> **Document text**
The Skyros String Quartet, all third-year doctoral students in the Glenn Korff School of Music, have recorded their first CD with support from the Hixson-Lied Endowment and a Kickstarter campaign.
“As classical musicians, one of our main goals is to be on a recording at some point in our life,” said Sarah Pizzichemi. “It seemed like the right timing because we are going to be entering the work force soon full time. Having a CD is really great for demos and job opportunities.”
The Skyros String Quartet includes Pizzichemi, violin; James Moat, violin; Justin Kurys, viola; and William Braun, cello. They study with UNL’s Chiara String Quartet.
The Quartet received a Hixson-Lied Graduate Student Scholarly and Creative Activity Grant, which got the process started.
“With classical CD’s, they are never profitable these days, essentially,” Braun said. “So to start with the funding from the university was a really big thing for us.”
Seeing other successful crowdfunding projects, the group turned to Kickstarter to raise the additional funds from family, friends and even complete strangers online. They ended up surpassing their goal, raising $8,777 from 90 backers.
“It’s been really incredible,” Pizzichemi said. “We’ve been a little overwhelmed by all the support. This is really lovely of everyone from our past or even people we don’t know who are curious about our work. That’s also exciting.”
One backer had no ties to the Quartet.
“One of the most exciting donations, we got one donation from a random person on Kickstarter, who just came across it,” Braun said. “None of us knew who it was. Looking at their profile, they just have supported some random projects, and they chose ours.”
They recorded the CD from Aug. 7-14 at Engel Recital Hall at Union College in Lincoln with the help of Grid Studio and Producer Philip Zach.
“Engel Hall is a nice space, and they happened to be closed, so we could get in there and record with the Grid Studio,” Pizzichemi said. “We really enjoyed working with Philip a lot.”
They did sound checks both in the studio and also at Engel Hall, but ultimately decided they liked their sound better in the performance space.
“We wanted it to sound very passionate and realistically how we would perform, rather than a study,” Pizzichemi said.
Braun said the recording process was interesting, but they enjoyed it.
“It took us a few days to get settled, but we would choose our movement or whatever we were going to do that day, and we would sit down, do a play through, listen to it, generally discuss what were the problems, what were the things we could do better or what were the things we liked a lot,” Braun said. “We’d take notes and then repeat that process and go back through and start doing smaller sections.”
In the end, the CD represents what the Skyros Quartet wanted on each of the three pieces they performed.
“In the end, it is what we wanted,” Pizzichemi said. “Philip made sure it was always consistent.”
Hearing themselves on high-end recording equipment was also a new experience.
“We had never heard ourselves on such amazing recording equipment,” Pizzichemi said. “It was an accurate representation of how we were playing. It was like the most intense rehearsals we have ever done.”

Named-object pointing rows
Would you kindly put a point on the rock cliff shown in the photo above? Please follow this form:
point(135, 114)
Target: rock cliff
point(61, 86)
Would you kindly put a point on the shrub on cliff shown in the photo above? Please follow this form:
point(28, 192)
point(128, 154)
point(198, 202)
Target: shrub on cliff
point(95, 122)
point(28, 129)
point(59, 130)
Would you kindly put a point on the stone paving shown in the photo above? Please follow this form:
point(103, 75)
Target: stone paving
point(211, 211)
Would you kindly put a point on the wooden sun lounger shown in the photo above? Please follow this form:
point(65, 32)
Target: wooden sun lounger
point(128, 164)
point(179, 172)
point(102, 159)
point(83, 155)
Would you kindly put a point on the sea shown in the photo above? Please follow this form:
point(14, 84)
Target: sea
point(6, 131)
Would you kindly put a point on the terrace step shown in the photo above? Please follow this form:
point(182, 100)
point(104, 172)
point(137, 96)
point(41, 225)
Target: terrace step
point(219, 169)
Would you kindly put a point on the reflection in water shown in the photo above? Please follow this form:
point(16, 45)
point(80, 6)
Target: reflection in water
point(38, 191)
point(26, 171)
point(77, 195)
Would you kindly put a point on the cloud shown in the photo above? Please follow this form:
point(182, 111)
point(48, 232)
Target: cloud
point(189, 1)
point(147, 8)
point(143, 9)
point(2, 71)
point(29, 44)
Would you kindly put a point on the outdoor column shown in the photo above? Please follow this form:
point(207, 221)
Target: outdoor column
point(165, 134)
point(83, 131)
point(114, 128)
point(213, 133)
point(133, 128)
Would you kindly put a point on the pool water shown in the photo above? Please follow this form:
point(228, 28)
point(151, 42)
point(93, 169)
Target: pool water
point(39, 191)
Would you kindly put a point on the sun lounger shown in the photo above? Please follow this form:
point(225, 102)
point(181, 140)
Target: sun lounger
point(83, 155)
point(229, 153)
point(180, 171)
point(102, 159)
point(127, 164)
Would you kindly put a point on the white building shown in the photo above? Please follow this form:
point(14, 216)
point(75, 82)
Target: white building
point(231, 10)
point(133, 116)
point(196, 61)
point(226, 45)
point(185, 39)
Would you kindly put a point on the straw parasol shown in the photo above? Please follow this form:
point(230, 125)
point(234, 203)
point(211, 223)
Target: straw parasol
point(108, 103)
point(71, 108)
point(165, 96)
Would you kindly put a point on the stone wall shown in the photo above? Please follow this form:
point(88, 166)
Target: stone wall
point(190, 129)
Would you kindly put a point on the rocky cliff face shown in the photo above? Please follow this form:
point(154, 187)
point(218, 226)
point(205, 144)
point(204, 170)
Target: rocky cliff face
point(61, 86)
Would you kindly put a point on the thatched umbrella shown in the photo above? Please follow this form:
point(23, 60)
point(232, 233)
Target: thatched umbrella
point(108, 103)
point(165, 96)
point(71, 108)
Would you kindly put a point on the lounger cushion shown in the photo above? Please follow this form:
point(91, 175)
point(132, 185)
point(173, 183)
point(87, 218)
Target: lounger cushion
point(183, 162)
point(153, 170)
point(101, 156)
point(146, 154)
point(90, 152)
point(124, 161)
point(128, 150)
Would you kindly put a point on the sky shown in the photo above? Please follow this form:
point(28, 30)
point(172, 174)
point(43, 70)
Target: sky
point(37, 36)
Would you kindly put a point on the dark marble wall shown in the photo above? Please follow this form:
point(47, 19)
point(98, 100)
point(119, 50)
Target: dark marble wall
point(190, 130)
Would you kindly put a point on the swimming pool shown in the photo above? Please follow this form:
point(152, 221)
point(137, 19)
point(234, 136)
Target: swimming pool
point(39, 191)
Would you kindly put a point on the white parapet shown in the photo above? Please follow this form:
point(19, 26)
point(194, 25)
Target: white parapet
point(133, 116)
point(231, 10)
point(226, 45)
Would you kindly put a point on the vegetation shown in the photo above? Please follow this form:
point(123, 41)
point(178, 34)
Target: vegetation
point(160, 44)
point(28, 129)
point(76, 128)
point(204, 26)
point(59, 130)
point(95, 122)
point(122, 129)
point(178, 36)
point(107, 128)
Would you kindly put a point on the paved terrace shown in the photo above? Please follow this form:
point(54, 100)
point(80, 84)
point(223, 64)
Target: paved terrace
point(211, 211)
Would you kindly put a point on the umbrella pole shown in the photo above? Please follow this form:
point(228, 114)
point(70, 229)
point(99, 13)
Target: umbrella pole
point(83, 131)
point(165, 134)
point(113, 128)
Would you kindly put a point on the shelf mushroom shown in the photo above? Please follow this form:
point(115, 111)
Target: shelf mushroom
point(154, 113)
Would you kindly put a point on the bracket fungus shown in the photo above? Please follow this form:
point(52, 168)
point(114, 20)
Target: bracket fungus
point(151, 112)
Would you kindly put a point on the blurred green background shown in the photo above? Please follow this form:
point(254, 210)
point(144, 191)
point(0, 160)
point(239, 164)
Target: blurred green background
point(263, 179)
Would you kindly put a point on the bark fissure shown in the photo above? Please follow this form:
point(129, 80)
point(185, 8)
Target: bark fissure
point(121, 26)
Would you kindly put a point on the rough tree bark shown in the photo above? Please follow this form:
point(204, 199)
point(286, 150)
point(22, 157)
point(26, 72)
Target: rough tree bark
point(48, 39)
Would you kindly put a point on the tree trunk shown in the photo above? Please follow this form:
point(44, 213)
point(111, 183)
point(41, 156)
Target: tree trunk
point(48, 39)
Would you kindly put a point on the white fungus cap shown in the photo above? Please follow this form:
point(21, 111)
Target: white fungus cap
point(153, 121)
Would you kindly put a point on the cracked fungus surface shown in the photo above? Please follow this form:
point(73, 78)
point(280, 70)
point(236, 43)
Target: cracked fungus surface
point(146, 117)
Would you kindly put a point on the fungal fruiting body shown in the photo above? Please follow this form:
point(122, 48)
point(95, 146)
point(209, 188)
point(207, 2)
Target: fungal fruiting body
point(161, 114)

> **What you should do**
Answer these from the article about the Skyros String Quartet's CD:
1. Which member of the quartet plays viola?
2. How much money did the Kickstarter campaign raise, and from how many backers?
3. In which hall was the CD recorded?
The rows stand apart from the article about the Skyros String Quartet's CD and are separate material.

> **Answer in full**
1. Justin Kurys
2. $8,777 from 90 backers
3. Engel Recital Hall at Union College in Lincoln